> _Complete the following_
1. In the passage on peacebuilding, which 1998 agreement followed the conflict in Northern Ireland?
2. Echo the passage on peacebuilding word for word, starting with "A key part of" and going on through "at international meetings.".

> _Extract provided_
*** Block opens ***
The end of the Cold War and the reunification of Germany deepened the relationship to what it is today, where war between the two is largely unimaginable.
Closer to home, Northern Ireland, for most of the last century, also fought a conflict along nationalistic and religious lines. Following over 70 years of conflict, the 1998 Good Friday Agreement has since seen levels of political cooperation between the two communities previously thought impossible.
Though the context of every conflict is different, Franco-German and Northern Irish history can illuminate possible routes to building peace in Israel and Palestine. Establishing partnerships between once-adversaries in important political and economic areas can create the foundations on which peace can be built. The challenge of climate change could be one such area.
A key part of building the Israel-Palestine relationship is garnering international support for co-operation, particularly from countries in the Middle East with a stake in the conflict. This will require direct discussions between Israeli and Palestinian officials, even if mediated by other regional or global powers at international meetings.
*** Block closes ***
> _Extracted material_
*** Block opens ***
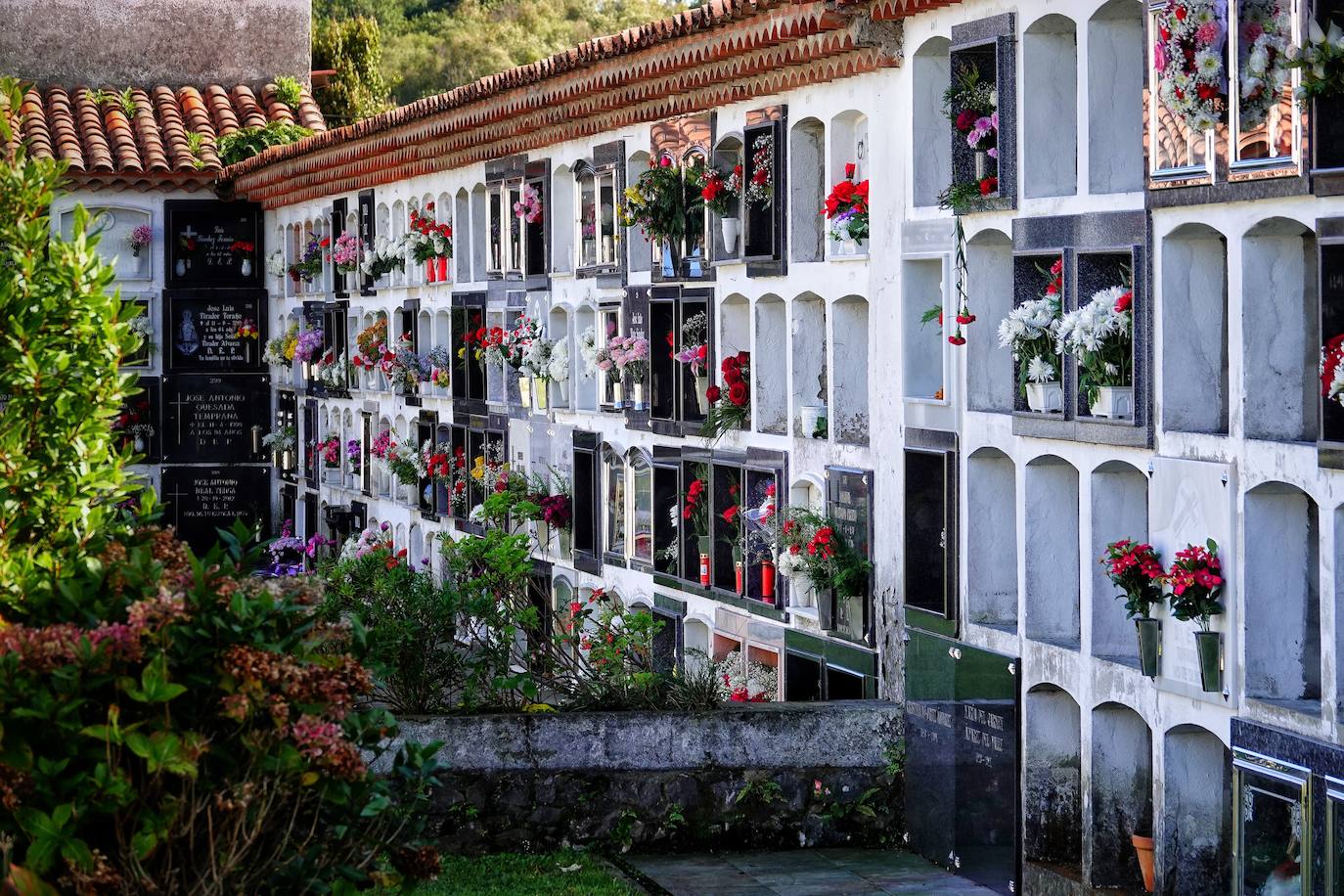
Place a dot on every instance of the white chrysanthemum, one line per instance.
(1039, 370)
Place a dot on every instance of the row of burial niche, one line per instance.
(216, 403)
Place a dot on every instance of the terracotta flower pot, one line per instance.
(1143, 848)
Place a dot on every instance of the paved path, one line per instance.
(800, 872)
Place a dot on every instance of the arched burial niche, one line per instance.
(1116, 97)
(992, 539)
(1053, 809)
(1196, 831)
(1279, 332)
(1121, 794)
(807, 190)
(850, 363)
(1193, 349)
(1118, 511)
(770, 364)
(1050, 107)
(930, 141)
(1052, 551)
(1282, 597)
(991, 381)
(809, 357)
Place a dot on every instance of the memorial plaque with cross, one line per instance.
(201, 500)
(215, 420)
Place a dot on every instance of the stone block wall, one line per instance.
(758, 777)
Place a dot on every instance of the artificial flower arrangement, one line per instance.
(1188, 57)
(719, 191)
(384, 255)
(140, 238)
(308, 344)
(1332, 368)
(1030, 332)
(330, 450)
(812, 547)
(730, 406)
(657, 202)
(1322, 61)
(1099, 335)
(1262, 61)
(344, 254)
(759, 188)
(695, 344)
(309, 266)
(528, 207)
(757, 684)
(847, 208)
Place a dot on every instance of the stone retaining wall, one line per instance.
(753, 777)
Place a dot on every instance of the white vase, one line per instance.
(812, 417)
(732, 230)
(1114, 400)
(1048, 398)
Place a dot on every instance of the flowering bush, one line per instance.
(1322, 61)
(657, 202)
(1196, 582)
(281, 349)
(721, 193)
(428, 238)
(308, 344)
(759, 191)
(203, 713)
(528, 207)
(1262, 58)
(811, 547)
(730, 406)
(1136, 569)
(386, 255)
(1099, 335)
(345, 252)
(1030, 331)
(847, 207)
(309, 266)
(1188, 55)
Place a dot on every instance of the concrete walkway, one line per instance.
(798, 872)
*** Block closes ***
> _Answers by item_
1. The Good Friday Agreement

2.
A key part of building the Israel-Palestine relationship is garnering international support for co-operation, particularly from countries in the Middle East with a stake in the conflict. This will require direct discussions between Israeli and Palestinian officials, even if mediated by other regional or global powers at international meetings.